• [Exercise instructions]:
Retype each of the following records line for line, with no changes.

──────────

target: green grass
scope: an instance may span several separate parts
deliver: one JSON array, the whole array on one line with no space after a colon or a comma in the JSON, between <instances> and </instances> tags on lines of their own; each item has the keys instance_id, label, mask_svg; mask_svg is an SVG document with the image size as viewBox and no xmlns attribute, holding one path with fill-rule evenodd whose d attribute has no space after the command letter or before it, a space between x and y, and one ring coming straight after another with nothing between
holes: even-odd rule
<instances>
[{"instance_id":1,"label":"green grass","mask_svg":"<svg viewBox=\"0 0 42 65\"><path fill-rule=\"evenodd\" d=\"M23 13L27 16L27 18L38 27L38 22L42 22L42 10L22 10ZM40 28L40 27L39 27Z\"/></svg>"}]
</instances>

──────────

• [Full response]:
target: green grass
scope: an instance may span several separate parts
deliver: one JSON array, the whole array on one line with no space after a colon or a comma in the JSON, between <instances> and </instances> tags on lines of their own; each item has the keys instance_id, label, mask_svg; mask_svg is an SVG document with the image size as viewBox and no xmlns attribute, holding one path with fill-rule evenodd whose d attribute has no space after the command letter or before it, a space between x and y, and one ring coming straight after another with nothing between
holes: even-odd rule
<instances>
[{"instance_id":1,"label":"green grass","mask_svg":"<svg viewBox=\"0 0 42 65\"><path fill-rule=\"evenodd\" d=\"M23 13L27 16L27 18L38 27L38 22L42 22L42 10L22 10ZM40 28L40 27L39 27Z\"/></svg>"}]
</instances>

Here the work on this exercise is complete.